▶ [Enunciado da tarefa]:
Escreva a continuação do trecho sobre as mulheres e os cuidados com os dentes, começando logo após a última frase dele.

▶ [Trecho de texto]:
Não há informações sobre o papel das mulheres em trabalhos de tratamentos dentários. Sabe-se apenas o que era exigido delas e as modas sobre como deveriam cuidar dos dentes. A beleza facial sempre foi mostrada pelos olhos e pela boca. A preocupação em enaltecer a higiene bucal tinha relação com a atração sexual. Vários povos exigiam hábitos de higiene das mulheres para conservação da brancura dos dentes. Elas tinham que lavá-los todas as manhãs. As com dentes largos, feios e desiguais, deveriam apertar os lábios ao sorrir. Alguns povos usavam pedras precisas e metais entalhados nos dentes para demonstrar status, principalmente em épocas especiais, como o início da puberdade e o casamento.

▶ [Conjunto de dados]:

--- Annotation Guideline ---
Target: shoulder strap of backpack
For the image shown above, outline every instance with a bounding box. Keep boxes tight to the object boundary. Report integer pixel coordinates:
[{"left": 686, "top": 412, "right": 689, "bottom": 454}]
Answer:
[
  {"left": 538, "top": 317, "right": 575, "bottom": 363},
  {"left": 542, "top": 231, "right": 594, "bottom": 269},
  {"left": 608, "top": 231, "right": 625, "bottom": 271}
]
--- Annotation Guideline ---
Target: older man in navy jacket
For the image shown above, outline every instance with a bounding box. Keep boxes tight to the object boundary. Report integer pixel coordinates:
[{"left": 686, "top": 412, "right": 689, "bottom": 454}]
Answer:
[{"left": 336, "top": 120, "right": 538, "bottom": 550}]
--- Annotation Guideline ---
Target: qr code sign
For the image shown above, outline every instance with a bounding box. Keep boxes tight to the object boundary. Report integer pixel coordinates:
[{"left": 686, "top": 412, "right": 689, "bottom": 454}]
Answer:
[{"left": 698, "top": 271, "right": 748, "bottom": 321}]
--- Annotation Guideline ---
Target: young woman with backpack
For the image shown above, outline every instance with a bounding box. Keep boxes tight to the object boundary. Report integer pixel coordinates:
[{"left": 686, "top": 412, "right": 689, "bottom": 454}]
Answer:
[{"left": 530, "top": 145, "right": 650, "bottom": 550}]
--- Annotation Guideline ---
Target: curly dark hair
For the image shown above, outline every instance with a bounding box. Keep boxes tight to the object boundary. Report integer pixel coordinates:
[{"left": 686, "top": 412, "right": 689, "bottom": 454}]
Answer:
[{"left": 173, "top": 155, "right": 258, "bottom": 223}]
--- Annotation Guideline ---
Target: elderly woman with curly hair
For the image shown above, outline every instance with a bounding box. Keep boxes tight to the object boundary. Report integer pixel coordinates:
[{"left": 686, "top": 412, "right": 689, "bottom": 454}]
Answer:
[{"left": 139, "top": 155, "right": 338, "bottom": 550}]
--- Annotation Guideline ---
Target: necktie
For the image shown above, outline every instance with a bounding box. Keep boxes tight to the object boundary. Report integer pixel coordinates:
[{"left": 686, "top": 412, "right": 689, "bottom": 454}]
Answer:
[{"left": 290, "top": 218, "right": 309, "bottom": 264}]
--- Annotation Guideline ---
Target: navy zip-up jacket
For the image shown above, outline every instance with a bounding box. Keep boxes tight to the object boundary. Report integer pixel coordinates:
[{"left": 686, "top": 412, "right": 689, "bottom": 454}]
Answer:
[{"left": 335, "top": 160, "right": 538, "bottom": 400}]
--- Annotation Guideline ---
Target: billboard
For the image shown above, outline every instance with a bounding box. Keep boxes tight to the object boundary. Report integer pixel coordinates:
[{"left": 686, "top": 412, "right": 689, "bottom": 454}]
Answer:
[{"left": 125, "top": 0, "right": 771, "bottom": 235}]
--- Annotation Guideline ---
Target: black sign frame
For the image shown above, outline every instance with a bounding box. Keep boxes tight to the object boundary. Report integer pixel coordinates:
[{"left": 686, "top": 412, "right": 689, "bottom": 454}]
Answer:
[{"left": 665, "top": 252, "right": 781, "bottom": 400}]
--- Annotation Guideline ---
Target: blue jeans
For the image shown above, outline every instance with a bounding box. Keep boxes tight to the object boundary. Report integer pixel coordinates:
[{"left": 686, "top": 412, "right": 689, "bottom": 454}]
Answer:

▶ [Resposta da tarefa]:
Dentes pretos também já foram moda em regiões da Ásia, como o Japão e o Vietnã. Eram sinônimo de ascensão social, pois, para ficar com os dentes escurecidos, presumia-se que a pessoas consumia muito açúcar, um item caro na época.

Apesar da Odontologia ter surgido oficialmente em 1728, só em 1866 formou-se a primeira mulher dentista da História, Lucy Hobbs. As mulheres ingressaram na carreira, mas só podiam tratar de moças. Quase um século depois, em 1976, em Juiz de Fora, formou-se a dentista Neyde Farinazzo Vitral. A sua história mostra como a profissão foi tornando-se comum entre as mulheres. Funcionária dos Correios, ela resolveu fazer vestibular de Odontologia com 33 anos, já mãe de quatro filhos e contando com total apoio do marido. Neyde está completando 30 anos de profissão e diz não ter sofrido qualquer tipo de preconceito tratando de homens e mulheres.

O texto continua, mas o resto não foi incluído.